Textauszug
╔══
Wenn es dafür eine entscheidende Weichenstellung gab, dann war das der Rückzieher des internationalen Logistikkonzerns in Polen. Danach bewies Dieter Kaas Mut zum Risiko und nahm das Heft selber in die Hand. Gemeinsam mit dem Güterverkehr der PKP gründete er im Jahr 1988 laut eigenen Angaben das erste Joint Venture in der Logistikbranche mit einem westlichen Teilhaber in Osteuropa. Die Trade Trans Group konzentrierte ihr Wirken von Anfang an auf Tätigkeiten in der internationalen Bahnspedition. In der Spitzenzeit erwirtschaftete das Unternehmen mit 500 Mitarbeitenden umgerechnet rund 400 Mio. Euro Jahresumsatz. Die Wachstumsraten waren enorm und die Erträge üppig.
Um davon über einen längeren Zeitraum profitieren zu können, mussten die Investoren aus dem Westen einigermaßen trinkfest und geistig agil sein. Wer damals eine schnelle Auffassungsgabe über die Verhältnisse in Osteuropa besaß, hatte gute Erfolgschancen. Dieter Kaas wurde sich sehr schnell der Bedeutung von jenen Unternehmen bewusst, die bis dahin die Außenhandelsmonopole für bestimmte Warengruppen besessen hatten. Ihre Zeit war auch nach der politischen Wende noch lange nicht vorbei. Vielmehr zogen die Verantwortlichen weiterhin die Fäden. Dabei begegneten sie den neuen Entwicklungen im Geschäftsfeld Bahnlogistik mit Interesse. Noch dazu war und ist Polen traditionell sehr bahnaffin.
Nicht zuletzt dank der gesellschaftsrechtlichen Verflechtung mit der heutigen PKP Cargo sicherte sich die Trade Trans Group das Vertrauen der Monopolfirmen für den Außenhandel mit Holz- und Chemieprodukten sowie der Hersteller von Weißwaren. Die meisten Unternehmen wurden im Lauf der Jahre von ausländischen Konzernen übernommen. Deren Logistikmanager setzten die Zusammenarbeit mit der Bahnspedition fort. Vielen von ihnen fehlten die Kenntnisse über den Schienengüterverkehr in Polen. Umso mehr schätzten sie die Partnerschaft mit der Trade Trans Group, deren Spezialisten im Geschäftsfeld Bahnlogistik anständige Arbeit verrichteten, sodass die grenzüberschreitenden Logistikketten gesichert waren.
╚══
Zu erledigende Aufgaben
**1.** Übertragen Sie den Satz „Die Wachstumsraten waren enorm und die Erträge üppig.“ aus dem Textauszug ins Englische.
**2.** Beginnen Sie im Textauszug bei den Worten „Nicht zuletzt dank“ und hören Sie nach „Logistikketten gesichert waren.“ auf. Geben Sie diesen Teil wieder und setzen Sie dabei „Einkaufsleiter“ an die Stelle von „Logistikmanager“.
**3.** Fassen Sie den Absatz des Textauszugs, der mit „Um davon über einen längeren Zeitraum“ beginnt, als Liste mit seinen wesentlichen Aussagen zusammen.
Das anschließende Material steht für sich und gehört nicht zum Textauszug.

Vorliegende Daten
╔══
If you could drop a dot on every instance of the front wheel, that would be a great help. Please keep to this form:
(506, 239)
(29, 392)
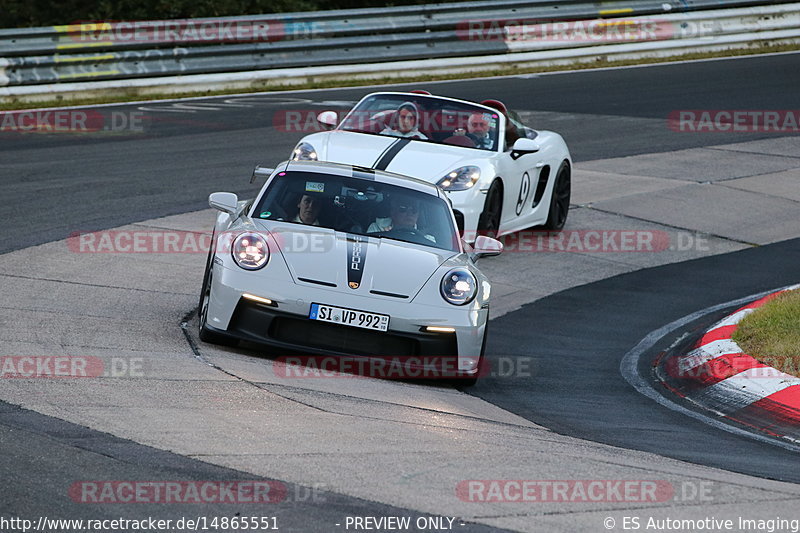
╚══
Gelöste Übung
**1.** The growth rates were enormous and the profits lavish.

**2.**
Nicht zuletzt dank der gesellschaftsrechtlichen Verflechtung mit der heutigen PKP Cargo sicherte sich die Trade Trans Group das Vertrauen der Monopolfirmen für den Außenhandel mit Holz- und Chemieprodukten sowie der Hersteller von Weißwaren. Die meisten Unternehmen wurden im Lauf der Jahre von ausländischen Konzernen übernommen. Deren Einkaufsleiter setzten die Zusammenarbeit mit der Bahnspedition fort. Vielen von ihnen fehlten die Kenntnisse über den Schienengüterverkehr in Polen. Umso mehr schätzten sie die Partnerschaft mit der Trade Trans Group, deren Spezialisten im Geschäftsfeld Bahnlogistik anständige Arbeit verrichteten, sodass die grenzüberschreitenden Logistikketten gesichert waren.

**3.**
- Westliche Investoren mussten einigermaßen trinkfest und geistig agil sein, um längerfristig profitieren zu können.
- Wer die Verhältnisse in Osteuropa schnell erfasste, hatte gute Erfolgschancen.
- Dieter Kaas erkannte sehr schnell die Bedeutung der Unternehmen, die zuvor die Außenhandelsmonopole für bestimmte Warengruppen besessen hatten.
- Deren Verantwortliche zogen auch nach der politischen Wende weiterhin die Fäden und begegneten der Bahnlogistik mit Interesse.
- Polen war und ist traditionell sehr bahnaffin.